What this task involves: Your job is to reproduce all of the data exactly.

─── Information shown

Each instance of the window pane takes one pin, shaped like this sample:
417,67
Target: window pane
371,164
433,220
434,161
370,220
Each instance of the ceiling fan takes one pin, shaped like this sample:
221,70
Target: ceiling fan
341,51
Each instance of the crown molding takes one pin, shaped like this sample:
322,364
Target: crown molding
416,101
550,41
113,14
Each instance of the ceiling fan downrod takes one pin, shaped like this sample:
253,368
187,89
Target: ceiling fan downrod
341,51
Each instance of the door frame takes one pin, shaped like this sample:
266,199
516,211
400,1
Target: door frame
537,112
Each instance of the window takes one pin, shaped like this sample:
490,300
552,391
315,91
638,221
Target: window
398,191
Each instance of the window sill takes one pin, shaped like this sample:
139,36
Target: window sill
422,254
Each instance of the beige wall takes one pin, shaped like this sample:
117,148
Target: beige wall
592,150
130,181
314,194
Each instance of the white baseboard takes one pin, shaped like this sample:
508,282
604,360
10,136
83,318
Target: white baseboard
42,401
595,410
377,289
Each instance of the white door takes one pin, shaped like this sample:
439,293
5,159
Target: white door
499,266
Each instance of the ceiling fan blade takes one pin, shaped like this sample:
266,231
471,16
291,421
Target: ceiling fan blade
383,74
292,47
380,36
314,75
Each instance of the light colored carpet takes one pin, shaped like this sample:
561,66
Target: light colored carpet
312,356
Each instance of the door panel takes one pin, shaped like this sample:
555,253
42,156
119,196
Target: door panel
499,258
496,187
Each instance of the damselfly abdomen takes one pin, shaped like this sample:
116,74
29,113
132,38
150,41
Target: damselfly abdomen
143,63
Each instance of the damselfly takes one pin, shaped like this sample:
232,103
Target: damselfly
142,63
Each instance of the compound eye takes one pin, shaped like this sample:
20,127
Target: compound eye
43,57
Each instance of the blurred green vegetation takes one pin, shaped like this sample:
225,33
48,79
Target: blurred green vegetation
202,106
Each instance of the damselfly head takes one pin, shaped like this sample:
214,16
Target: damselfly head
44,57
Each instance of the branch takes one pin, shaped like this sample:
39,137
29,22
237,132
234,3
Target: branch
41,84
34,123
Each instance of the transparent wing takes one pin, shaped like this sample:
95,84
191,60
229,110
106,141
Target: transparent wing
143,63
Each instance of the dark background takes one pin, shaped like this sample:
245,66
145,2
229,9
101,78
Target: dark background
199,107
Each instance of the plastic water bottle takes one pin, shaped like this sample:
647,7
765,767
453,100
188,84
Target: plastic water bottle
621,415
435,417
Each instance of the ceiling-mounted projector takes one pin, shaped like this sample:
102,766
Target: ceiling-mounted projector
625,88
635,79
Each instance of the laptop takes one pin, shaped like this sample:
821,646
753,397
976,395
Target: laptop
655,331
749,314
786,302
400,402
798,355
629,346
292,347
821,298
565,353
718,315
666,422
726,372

──────

Solution to this problem:
Each instance of the window pane takes one pin, shaped like this sample:
417,67
Target: window pane
371,164
433,220
434,161
370,220
Each instance of the ceiling fan takes one pin, shaped like this sample:
221,70
Target: ceiling fan
341,51
Each instance of the crown molding takes one pin, shaped like this sample:
322,364
Target: crown molding
416,101
550,41
113,14
Each instance of the ceiling fan downrod takes one pin, shaped like this sample:
253,368
187,89
Target: ceiling fan downrod
341,51
Each instance of the door frame takes one pin, shaped like this sample:
266,199
516,211
400,1
Target: door frame
537,112
Each instance of the window takes one pin, shaped like this sample:
490,300
552,391
315,91
638,221
Target: window
398,191
Each instance of the window sill takes one pin, shaped like this sample:
139,36
Target: window sill
422,254
Each instance of the beige wall takes one pin, shaped like this sample:
117,148
Target: beige wall
592,150
130,181
314,194
Each instance of the white baseboard takes one pin, shaped like this sample:
508,282
604,360
10,136
83,318
Target: white baseboard
42,401
595,410
377,289
Each instance of the white door takes one pin, shaped like this sample:
439,293
5,159
Target: white door
499,266
Each instance of the ceiling fan blade takes one pin, shaped like this sample:
266,231
471,16
291,421
Target: ceiling fan blade
383,74
292,47
380,36
314,75
Each instance of the light colored carpet takes one pin, shaped like this sample:
561,66
Target: light colored carpet
312,356
Each instance of the door panel takes one pin, shaped like this sample:
555,253
42,156
119,196
Target: door panel
499,258
496,187
Each instance of the damselfly abdomen takes one pin, shaped like this sample:
116,74
29,113
132,38
150,41
Target: damselfly abdomen
143,63
Each instance of the damselfly takes one pin, shaped like this sample:
232,103
Target: damselfly
142,63
Each instance of the compound eye takes one pin, shaped like this sample:
20,127
Target: compound eye
43,57
Each instance of the blurred green vegetation takes one pin, shaped like this sample:
225,33
48,79
Target: blurred green vegetation
202,106
Each instance of the damselfly head takes one pin, shaped like this sample:
214,16
Target: damselfly head
44,57
Each instance of the branch takes one pin, shaped like this sample:
39,137
29,22
237,132
234,3
Target: branch
41,84
34,123
Each instance of the transparent wing takes one pin, shaped like this sample:
95,84
191,60
229,110
106,141
Target: transparent wing
143,63
Each instance of the dark background takes one pin, shaped like this sample:
245,66
145,2
229,9
101,78
Target: dark background
199,107
Each instance of the plastic water bottle takes one pin, shaped like this sample:
647,7
765,767
453,100
188,84
Target: plastic water bottle
621,415
435,417
Each instance of the ceiling-mounted projector takes one pin, shaped like this sample:
102,766
Target: ceiling-mounted projector
625,88
635,79
Each instance of the laptop takes one pin, shaped like this sample:
821,646
753,397
976,395
Target: laptop
655,331
749,314
786,302
400,402
798,355
629,346
292,347
821,298
565,353
718,315
666,422
726,372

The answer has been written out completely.